Coordinate labeling data:
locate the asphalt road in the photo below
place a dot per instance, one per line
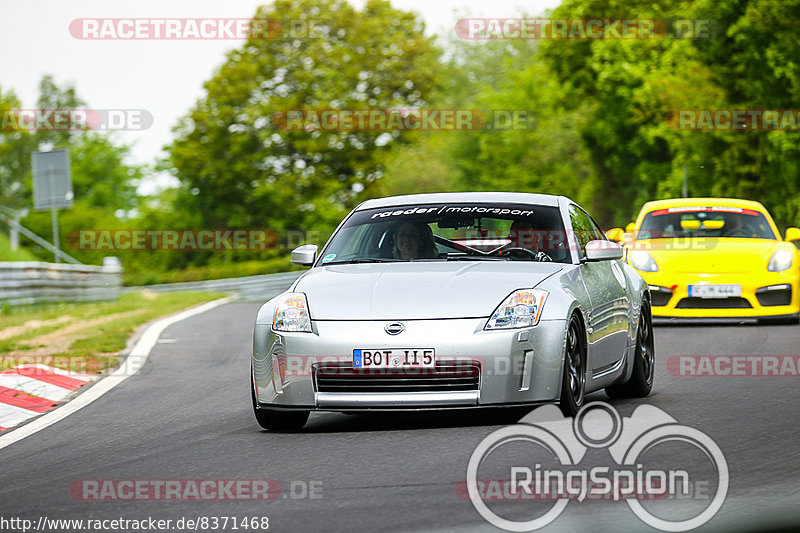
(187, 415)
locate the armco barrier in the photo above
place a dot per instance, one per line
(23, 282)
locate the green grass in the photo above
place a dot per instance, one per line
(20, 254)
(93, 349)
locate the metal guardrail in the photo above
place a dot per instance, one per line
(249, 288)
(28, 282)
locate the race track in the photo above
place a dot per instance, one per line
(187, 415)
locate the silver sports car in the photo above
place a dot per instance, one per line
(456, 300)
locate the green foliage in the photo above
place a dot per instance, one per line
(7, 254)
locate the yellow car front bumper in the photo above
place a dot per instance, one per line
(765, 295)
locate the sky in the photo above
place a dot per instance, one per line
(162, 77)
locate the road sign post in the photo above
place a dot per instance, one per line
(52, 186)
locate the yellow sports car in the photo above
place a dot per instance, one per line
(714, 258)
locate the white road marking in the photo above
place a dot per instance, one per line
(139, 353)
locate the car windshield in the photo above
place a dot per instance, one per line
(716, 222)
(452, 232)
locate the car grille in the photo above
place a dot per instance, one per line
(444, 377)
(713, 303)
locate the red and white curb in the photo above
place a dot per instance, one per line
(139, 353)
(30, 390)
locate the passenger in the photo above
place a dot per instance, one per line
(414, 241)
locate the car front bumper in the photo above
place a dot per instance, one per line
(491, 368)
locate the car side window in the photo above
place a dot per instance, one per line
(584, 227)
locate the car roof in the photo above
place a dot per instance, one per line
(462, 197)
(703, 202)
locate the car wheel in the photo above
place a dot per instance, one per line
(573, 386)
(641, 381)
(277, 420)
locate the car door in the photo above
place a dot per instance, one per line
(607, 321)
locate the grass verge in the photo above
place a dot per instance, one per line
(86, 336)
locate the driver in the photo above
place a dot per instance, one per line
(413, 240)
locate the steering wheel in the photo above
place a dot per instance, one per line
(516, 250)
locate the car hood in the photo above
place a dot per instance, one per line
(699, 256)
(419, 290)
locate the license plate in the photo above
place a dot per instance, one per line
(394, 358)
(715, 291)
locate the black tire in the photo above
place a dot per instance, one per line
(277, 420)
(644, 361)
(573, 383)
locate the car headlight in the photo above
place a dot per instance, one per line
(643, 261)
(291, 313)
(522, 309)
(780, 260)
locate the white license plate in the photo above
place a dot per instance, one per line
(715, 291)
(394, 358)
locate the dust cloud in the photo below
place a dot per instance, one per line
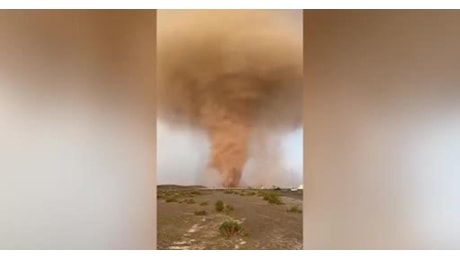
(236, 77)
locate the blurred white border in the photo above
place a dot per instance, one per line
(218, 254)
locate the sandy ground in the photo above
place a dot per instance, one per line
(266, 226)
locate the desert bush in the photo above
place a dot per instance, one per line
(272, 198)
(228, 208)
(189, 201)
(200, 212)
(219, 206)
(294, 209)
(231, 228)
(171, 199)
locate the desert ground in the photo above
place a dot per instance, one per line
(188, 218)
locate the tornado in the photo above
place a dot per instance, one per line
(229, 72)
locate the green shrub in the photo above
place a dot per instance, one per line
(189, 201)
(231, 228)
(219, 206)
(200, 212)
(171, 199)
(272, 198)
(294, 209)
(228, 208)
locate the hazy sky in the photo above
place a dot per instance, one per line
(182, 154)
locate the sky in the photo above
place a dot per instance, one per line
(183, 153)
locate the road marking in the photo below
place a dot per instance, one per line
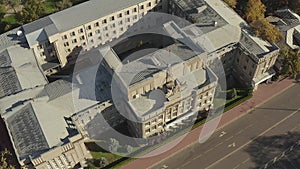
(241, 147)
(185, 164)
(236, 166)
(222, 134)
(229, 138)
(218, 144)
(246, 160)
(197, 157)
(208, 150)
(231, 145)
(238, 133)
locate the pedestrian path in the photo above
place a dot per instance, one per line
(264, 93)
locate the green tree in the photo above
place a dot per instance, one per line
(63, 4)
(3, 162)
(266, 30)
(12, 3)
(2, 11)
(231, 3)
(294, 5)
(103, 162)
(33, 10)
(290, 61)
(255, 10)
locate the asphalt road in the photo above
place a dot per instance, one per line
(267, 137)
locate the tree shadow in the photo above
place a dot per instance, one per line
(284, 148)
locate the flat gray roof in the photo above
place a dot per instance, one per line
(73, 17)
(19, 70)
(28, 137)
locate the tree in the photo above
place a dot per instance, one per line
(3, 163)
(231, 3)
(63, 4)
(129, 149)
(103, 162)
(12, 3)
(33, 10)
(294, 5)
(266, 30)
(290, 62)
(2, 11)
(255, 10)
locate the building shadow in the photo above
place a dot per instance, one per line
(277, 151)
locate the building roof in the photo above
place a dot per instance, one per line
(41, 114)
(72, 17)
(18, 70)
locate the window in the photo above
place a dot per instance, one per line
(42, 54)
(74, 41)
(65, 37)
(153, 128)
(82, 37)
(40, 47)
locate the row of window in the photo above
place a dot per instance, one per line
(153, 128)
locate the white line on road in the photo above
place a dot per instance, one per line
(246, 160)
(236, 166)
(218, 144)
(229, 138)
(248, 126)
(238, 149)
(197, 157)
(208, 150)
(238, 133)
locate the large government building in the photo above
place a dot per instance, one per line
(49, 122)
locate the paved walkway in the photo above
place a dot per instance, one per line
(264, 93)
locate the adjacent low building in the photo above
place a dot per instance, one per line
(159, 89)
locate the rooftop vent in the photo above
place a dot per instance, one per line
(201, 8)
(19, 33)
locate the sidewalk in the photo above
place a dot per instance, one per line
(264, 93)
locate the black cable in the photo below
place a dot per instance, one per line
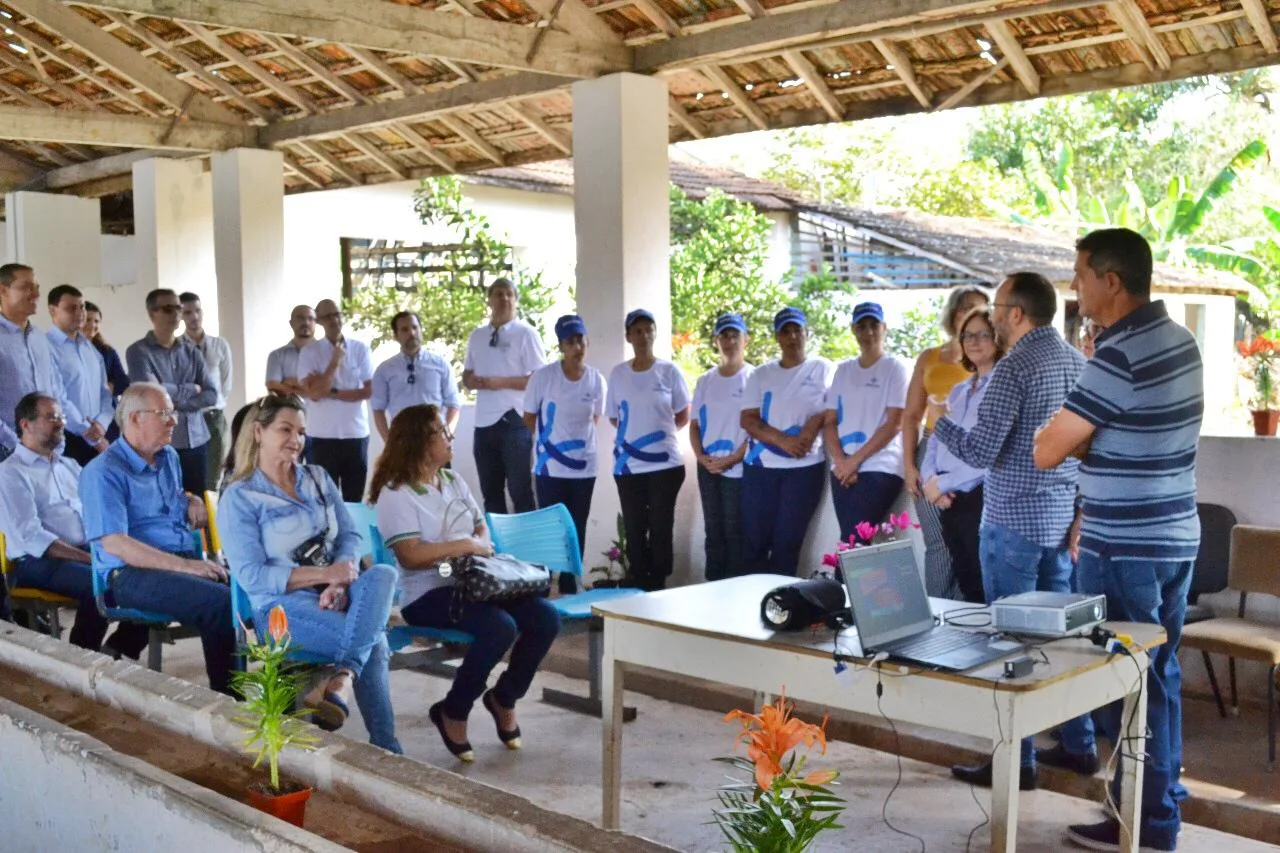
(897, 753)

==

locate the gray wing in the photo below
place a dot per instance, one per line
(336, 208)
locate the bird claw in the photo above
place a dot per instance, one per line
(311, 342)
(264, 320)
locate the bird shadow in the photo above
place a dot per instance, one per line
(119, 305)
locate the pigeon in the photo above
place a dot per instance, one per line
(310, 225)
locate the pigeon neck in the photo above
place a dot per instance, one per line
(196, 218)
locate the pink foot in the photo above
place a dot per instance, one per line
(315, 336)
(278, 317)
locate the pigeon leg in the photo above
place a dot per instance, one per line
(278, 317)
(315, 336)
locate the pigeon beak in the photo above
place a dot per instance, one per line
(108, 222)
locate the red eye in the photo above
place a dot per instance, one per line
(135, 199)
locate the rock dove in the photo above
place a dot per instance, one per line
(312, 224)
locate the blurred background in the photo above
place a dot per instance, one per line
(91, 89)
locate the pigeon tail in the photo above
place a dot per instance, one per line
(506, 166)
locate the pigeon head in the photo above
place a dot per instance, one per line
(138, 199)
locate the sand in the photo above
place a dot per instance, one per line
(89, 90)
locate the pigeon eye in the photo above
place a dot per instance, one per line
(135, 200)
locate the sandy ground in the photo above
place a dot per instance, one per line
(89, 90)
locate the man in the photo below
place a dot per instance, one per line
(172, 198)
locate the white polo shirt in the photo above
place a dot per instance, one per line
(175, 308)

» Given task
Please gather every line of the listing above that contains the word "desert".

» Result below
locate the desert bush in the photo above
locate the desert ground in the photo above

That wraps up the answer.